■ Work to be completed: Copy each of the following lines word for word, with no changes.

-- start Material shown --

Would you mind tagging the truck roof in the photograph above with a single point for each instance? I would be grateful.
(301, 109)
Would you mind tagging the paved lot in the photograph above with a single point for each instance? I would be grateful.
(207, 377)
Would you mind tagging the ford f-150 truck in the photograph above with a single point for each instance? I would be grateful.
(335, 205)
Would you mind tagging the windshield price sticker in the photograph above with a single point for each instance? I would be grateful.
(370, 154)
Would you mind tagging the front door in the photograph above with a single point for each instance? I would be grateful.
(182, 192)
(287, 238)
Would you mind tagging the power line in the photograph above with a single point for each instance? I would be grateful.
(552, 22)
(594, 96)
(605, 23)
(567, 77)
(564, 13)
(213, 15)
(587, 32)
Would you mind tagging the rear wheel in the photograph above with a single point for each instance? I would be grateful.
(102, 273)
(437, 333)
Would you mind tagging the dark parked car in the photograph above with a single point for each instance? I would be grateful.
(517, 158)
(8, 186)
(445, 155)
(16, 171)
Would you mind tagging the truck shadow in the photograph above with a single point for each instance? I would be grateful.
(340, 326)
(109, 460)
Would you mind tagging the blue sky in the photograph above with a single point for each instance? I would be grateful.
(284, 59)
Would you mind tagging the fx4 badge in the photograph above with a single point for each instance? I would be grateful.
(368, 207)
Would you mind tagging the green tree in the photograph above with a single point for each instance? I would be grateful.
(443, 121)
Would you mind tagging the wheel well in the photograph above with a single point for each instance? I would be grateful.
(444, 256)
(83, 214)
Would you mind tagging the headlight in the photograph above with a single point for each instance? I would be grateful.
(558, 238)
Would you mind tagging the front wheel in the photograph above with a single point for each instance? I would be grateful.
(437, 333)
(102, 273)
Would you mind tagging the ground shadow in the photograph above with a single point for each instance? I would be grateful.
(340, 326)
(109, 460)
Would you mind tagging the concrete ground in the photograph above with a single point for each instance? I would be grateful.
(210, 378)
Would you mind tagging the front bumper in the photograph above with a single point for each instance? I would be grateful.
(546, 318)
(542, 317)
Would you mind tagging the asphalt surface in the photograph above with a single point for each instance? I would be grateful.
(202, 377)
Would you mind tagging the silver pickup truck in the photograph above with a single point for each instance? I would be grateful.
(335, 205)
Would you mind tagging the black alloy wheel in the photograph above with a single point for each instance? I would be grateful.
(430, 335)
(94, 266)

-- end Material shown --

■ Task solution:
Would you mind tagging the truck roof in the photograph above with a single point for each instance? I would be grateful.
(301, 109)
Would you mind tagging the paved lot in the photograph above with a single point for each instance? I would be grateful.
(207, 377)
Would you mind tagging the ford f-150 truck in the photograph above with a single point for each instance? I would be grateful.
(335, 205)
Would you mind tagging the windshield price sticker in the photograph above with a single point for each instance? I would be grateful.
(370, 154)
Would you mind tagging the front door in the photograph above with a single point for each instance? I would be grateful.
(182, 192)
(287, 238)
Would you mind tagging the power line in the photograph above with a single point for each instance? I would be grateful.
(552, 22)
(594, 96)
(605, 23)
(567, 77)
(564, 13)
(213, 15)
(587, 32)
Would you mind tagging the rear wheel in the photograph above with a single point for each instance? I would be grateful.
(102, 273)
(437, 333)
Would you mind tagging the dark parked car in the photograph above with a single point for each instance? I would be grateful.
(517, 158)
(8, 186)
(445, 155)
(16, 171)
Would you mind tagging the truck shadow in the photograph above with a single point for each instance? I would be grateful.
(340, 326)
(109, 460)
Would you mind tagging the blue sky in the photograph above with a single point for each instance? I would be grateful.
(284, 59)
Would you mind tagging the fx4 badge in the photograph above with a single point for each instance? I would be grateful.
(368, 207)
Would you mind tagging the green tree in the photograph above with a single point for each instance? I would be grateful.
(443, 121)
Would you mind tagging the wheel well in the photograph above with a single point for each instance? I would be grateful.
(444, 256)
(83, 214)
Would you mind tagging the headlight in the photograph above with a single point for each instance? I would be grateful.
(558, 238)
Would you mind tagging the front wheel in the photograph above with a single point for each instance? I would be grateful.
(437, 333)
(102, 273)
Would you mind tagging the ground shadow in the photograph above with a single point for each instance? I would be grateful.
(340, 326)
(109, 460)
Would you mind tagging the concrete ground in the photograph above with a single point for each instance? I would be grateful.
(210, 378)
Would you mind tagging the front bumper in the photograph above with a single point for each instance? I would be grateful.
(546, 318)
(542, 317)
Would you mind tagging the asphalt surface in the photograph above with a single point for each instance? I would be grateful.
(202, 377)
Would you mind tagging the silver pickup truck in the photograph above with a single point for each instance? I would be grateful.
(335, 205)
Would you mind tagging the black alloy wheel in the photograph above with a single point for each instance? I would be grateful.
(430, 335)
(94, 266)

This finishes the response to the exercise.